読む文章:
····················
みなさんは、ウェブトゥーン(webtoon)はご覧になりますか。ウェブ(Web)と英語でマンガを意味する「Cartoon(カートゥーン)」から作られた造語ですが、マーケットが急成長しています。
近年、アニメ化、実写ドラマ化作品も続々と誕生し、日本の出版社などもウェブトゥーン事業に相次いで参入しています。そこで、今回は、日本で累計4,000万ダウンロードと、国内最大の電子コミックサービス、プラットフォームを展開するLINEマンガの責任者に、ウェブトゥーンの歴史、作品の傾向、最近のトピックスなどについて聞きました。
ウェブトゥーンとは、デジタルコミックで、現在はスマートフォンに特化した縦スクロールのフルカラーマンガのモデルを基本的には指します。一般的にウェブトゥーンのプラットフォームでは、1話から十数話程度を無料で公開し、続きは「話」単位で、有料課金や広告を見ることで読める仕組みになっています。 多くのウェブトゥーン作品が生まれている韓国では2005年にNAVERが事業を開始しましたが、実は約20年前に出版業界が縮小したため、作家たちの作品を発表する場として、NAVER WEBTOON社が始めた1つのサービスでした。同様に出版業界が縮小していたアメリカに進出して確立したエコシステムが私たちの基盤にあります。
····················
取り組む課題:
• A. ウェブトゥーンに関する文章を2文で要約してください。
• B. ウェブトゥーンに関する文章の最後の文に続けて、その先を書き継ぐこと。
データはウェブトゥーンに関する文章とは無関係である。

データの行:
····················
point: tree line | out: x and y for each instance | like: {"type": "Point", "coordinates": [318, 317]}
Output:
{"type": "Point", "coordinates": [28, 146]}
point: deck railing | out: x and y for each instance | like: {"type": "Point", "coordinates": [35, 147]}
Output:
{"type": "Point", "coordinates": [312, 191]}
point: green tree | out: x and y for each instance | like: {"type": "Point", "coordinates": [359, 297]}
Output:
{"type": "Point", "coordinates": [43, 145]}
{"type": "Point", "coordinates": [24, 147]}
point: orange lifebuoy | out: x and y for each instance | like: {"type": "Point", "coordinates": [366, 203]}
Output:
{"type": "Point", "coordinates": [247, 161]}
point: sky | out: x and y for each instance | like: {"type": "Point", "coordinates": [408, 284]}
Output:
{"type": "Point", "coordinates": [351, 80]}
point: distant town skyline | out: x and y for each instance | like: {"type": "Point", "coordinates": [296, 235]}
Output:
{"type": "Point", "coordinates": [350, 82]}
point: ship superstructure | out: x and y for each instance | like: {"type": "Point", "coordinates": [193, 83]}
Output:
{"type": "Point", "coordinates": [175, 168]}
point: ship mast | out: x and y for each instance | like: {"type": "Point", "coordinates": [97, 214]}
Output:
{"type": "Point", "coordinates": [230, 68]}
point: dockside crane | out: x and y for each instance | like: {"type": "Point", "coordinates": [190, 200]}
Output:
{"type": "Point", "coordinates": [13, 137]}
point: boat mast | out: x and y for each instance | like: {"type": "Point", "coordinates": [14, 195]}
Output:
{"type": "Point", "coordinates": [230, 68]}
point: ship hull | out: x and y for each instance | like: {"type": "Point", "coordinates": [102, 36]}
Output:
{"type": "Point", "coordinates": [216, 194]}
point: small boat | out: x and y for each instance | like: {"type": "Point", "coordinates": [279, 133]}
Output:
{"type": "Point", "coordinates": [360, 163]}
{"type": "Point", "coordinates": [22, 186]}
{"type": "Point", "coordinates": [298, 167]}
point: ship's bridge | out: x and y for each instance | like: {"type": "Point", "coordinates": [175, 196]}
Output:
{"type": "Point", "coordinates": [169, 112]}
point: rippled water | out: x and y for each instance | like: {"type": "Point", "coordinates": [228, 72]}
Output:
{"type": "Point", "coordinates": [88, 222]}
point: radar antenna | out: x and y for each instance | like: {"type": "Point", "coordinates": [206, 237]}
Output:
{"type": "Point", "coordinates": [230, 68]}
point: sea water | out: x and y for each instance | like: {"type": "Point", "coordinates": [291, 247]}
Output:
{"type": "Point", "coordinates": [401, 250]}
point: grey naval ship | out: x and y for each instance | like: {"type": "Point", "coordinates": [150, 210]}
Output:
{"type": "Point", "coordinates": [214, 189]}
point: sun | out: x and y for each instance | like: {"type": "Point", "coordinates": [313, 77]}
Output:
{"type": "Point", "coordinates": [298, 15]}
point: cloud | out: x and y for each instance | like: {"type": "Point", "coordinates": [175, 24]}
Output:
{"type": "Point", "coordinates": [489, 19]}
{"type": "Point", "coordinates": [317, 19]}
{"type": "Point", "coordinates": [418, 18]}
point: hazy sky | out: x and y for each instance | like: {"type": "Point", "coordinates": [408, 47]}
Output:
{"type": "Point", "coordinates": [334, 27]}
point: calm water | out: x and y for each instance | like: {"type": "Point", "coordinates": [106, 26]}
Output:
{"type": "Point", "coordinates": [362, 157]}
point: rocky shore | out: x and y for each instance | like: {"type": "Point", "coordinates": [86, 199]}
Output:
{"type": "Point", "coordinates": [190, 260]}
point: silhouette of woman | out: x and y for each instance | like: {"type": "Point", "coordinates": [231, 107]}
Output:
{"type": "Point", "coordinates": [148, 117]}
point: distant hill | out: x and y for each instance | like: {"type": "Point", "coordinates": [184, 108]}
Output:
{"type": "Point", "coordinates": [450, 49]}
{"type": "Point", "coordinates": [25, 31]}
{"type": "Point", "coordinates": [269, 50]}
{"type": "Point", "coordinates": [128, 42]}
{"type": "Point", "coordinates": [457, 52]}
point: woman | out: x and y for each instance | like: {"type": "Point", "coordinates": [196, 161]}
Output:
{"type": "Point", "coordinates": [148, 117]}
····················
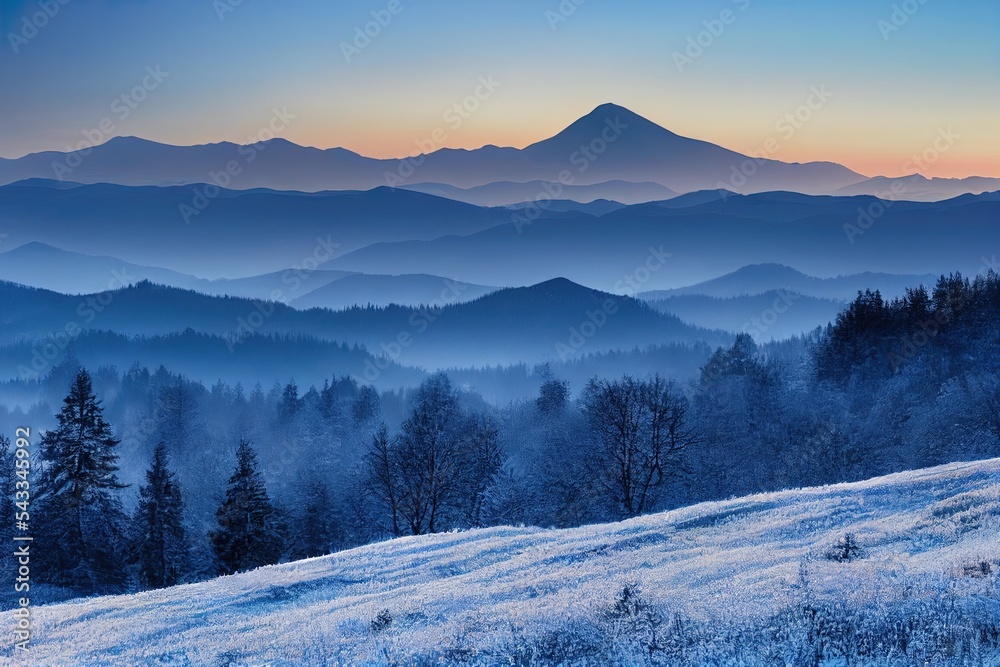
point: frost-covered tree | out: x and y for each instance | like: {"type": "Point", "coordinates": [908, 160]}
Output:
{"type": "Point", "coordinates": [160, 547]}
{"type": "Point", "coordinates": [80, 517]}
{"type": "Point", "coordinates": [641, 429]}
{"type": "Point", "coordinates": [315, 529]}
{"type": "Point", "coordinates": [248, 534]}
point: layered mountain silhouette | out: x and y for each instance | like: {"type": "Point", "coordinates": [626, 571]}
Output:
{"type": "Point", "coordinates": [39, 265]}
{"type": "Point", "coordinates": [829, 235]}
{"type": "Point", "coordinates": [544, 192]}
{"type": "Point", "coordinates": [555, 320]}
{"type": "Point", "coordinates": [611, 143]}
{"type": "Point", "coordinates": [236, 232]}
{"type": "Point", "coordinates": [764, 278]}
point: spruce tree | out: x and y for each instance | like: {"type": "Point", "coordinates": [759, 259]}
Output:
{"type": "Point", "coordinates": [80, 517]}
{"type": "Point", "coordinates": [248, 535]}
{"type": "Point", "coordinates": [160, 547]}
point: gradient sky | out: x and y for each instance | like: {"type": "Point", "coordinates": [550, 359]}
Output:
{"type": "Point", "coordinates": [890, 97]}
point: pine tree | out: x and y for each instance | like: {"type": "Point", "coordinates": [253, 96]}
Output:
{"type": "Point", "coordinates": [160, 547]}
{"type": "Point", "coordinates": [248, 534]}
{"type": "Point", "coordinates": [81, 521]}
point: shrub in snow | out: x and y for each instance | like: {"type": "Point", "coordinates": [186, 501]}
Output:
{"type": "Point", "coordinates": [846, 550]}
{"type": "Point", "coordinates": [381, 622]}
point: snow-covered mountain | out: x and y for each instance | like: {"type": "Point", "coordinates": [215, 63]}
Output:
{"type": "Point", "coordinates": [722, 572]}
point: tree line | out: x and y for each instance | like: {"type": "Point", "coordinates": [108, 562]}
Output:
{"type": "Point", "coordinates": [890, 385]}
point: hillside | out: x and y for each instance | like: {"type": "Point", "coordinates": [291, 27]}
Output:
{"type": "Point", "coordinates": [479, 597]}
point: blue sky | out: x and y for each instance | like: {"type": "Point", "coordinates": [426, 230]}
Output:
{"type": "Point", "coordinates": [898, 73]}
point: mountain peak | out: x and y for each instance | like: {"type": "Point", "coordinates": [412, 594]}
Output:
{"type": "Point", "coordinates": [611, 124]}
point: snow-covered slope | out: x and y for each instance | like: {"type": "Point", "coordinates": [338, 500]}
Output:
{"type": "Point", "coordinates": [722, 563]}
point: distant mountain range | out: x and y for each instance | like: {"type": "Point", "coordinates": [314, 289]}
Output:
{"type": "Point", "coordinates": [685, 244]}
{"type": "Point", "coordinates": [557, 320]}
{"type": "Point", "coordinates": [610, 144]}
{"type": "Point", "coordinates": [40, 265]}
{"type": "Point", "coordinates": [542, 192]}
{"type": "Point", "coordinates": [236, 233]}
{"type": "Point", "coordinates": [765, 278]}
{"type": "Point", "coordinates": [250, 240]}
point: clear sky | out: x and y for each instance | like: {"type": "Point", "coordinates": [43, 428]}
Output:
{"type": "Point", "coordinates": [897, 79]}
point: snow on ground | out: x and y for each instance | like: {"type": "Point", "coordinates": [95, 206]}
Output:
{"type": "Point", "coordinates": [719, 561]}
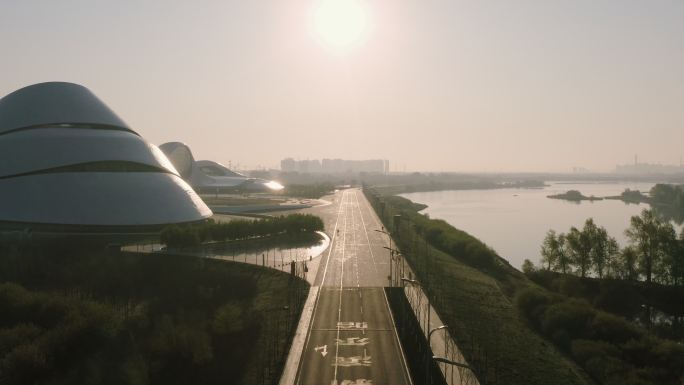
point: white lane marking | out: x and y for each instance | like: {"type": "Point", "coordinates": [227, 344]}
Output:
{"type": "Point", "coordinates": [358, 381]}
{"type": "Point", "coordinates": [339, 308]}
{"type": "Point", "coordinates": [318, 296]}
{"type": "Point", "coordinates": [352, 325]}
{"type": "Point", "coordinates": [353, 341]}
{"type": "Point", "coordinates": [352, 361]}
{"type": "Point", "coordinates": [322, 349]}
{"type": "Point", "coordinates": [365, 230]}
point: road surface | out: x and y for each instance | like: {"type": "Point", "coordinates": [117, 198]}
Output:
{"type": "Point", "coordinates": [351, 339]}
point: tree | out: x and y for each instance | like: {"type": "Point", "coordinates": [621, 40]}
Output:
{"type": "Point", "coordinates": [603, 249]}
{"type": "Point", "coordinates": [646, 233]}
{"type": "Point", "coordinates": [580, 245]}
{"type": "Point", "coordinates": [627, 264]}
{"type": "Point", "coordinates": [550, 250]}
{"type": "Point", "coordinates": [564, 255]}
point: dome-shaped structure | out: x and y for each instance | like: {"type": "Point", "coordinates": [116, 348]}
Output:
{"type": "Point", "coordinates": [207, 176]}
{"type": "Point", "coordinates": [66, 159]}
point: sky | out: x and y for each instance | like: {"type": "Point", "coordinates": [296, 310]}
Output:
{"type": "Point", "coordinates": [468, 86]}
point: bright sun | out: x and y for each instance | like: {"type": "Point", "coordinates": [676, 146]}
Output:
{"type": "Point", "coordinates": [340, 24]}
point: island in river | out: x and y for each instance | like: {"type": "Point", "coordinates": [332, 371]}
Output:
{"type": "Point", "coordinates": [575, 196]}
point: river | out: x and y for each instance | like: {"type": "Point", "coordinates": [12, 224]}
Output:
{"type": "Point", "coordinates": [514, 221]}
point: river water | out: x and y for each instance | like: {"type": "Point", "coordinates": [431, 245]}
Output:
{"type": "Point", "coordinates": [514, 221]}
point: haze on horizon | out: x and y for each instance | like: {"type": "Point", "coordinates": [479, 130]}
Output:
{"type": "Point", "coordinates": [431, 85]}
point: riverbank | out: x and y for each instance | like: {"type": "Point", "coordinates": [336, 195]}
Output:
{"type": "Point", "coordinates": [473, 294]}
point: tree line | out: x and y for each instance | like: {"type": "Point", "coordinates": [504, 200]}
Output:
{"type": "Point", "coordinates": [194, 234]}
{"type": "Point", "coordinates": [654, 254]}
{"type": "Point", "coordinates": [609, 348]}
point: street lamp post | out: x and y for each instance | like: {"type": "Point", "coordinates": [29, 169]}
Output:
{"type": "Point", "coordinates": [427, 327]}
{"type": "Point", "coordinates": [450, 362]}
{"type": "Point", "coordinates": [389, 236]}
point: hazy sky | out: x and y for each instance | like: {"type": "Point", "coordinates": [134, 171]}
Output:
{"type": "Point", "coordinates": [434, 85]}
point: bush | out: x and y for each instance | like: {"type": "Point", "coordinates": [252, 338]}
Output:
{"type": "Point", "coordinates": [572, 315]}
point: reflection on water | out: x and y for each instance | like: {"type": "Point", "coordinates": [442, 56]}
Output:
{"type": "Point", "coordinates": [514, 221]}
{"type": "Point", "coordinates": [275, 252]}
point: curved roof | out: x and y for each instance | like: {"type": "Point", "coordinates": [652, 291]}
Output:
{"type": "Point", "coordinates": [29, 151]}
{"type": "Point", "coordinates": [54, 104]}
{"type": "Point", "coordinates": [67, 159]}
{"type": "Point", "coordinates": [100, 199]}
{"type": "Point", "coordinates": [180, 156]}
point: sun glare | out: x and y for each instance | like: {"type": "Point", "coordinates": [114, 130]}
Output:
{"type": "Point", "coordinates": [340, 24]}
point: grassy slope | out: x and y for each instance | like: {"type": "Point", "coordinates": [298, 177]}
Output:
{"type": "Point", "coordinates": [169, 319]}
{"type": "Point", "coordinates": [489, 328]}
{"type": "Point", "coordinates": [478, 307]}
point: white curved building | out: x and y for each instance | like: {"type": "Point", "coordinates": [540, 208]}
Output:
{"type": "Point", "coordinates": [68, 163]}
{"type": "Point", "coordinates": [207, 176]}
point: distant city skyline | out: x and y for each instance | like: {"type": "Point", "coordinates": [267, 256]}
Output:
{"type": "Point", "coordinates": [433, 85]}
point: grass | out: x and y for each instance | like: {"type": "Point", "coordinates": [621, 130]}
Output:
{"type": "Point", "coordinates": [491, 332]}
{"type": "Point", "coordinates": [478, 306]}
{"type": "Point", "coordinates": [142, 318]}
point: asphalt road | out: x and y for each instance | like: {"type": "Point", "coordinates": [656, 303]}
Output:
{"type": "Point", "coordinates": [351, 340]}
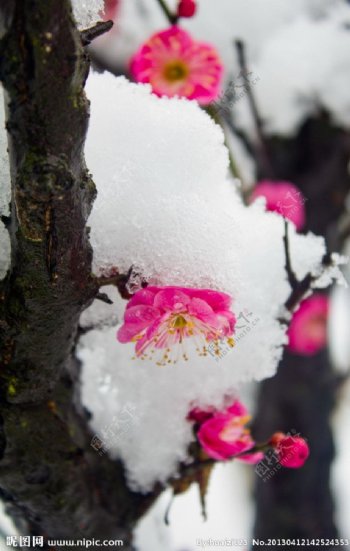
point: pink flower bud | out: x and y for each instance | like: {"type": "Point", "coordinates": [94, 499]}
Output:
····················
回答:
• A. ウェブトゥーンは「ウェブ」と「カートゥーン」から作られた造語で、現在は主にスマートフォン向けの縦スクロールのフルカラーマンガを指し、市場が急成長して日本の出版社なども相次いで参入している。韓国では出版業界の縮小を受けて、作家の作品発表の場としてNAVERが2005年に事業を始め、同様に出版業界が縮小していたアメリカへの進出で確立したエコシステムが基盤にあると語られている。

• B.
近年、大きく伸びている理由は、スマホにコンテンツがあふれ、可処分時間の奪い合いが起きているなかで、「どれだけ気楽にマンガというコンテンツを楽しめるか」という文脈で、今の時代にあっているからでしょう。コロナ禍での巣ごもり需要も大きかったですね。日本では2022年がウェブトゥーン元年といわれていて、私たちの数字から見ても、本格化した年だと感じます。もともとマンガを作っていた大手出版社だけでなく、ソーシャルゲームで成功したIT企業など、参入する会社が一気に増えました。
これまでのマンガとの違いでいうと、グローバルで流行しているところです。もちろん、日本の人気マンガ作品が世界でヒットするケースはこれまでもあったのですが、あくまでも日本のマンガ好きの限定層で、そのパイはあまり増えていません。一方で、ウェブトゥーンが現れた時代背景として、世界中でスマホが普及し、いわゆるスナックカルチャー的に読まれ始めた点に大きな違いがあります。このような変化が起きたことで、以前、私たちのような電子書籍のプラットフォーマーが販売していたコンテンツは基本的に日本の作家、出版社のものだけだったのですが、海外の作家が描いた作品が日本でも販売できるようになったわけです。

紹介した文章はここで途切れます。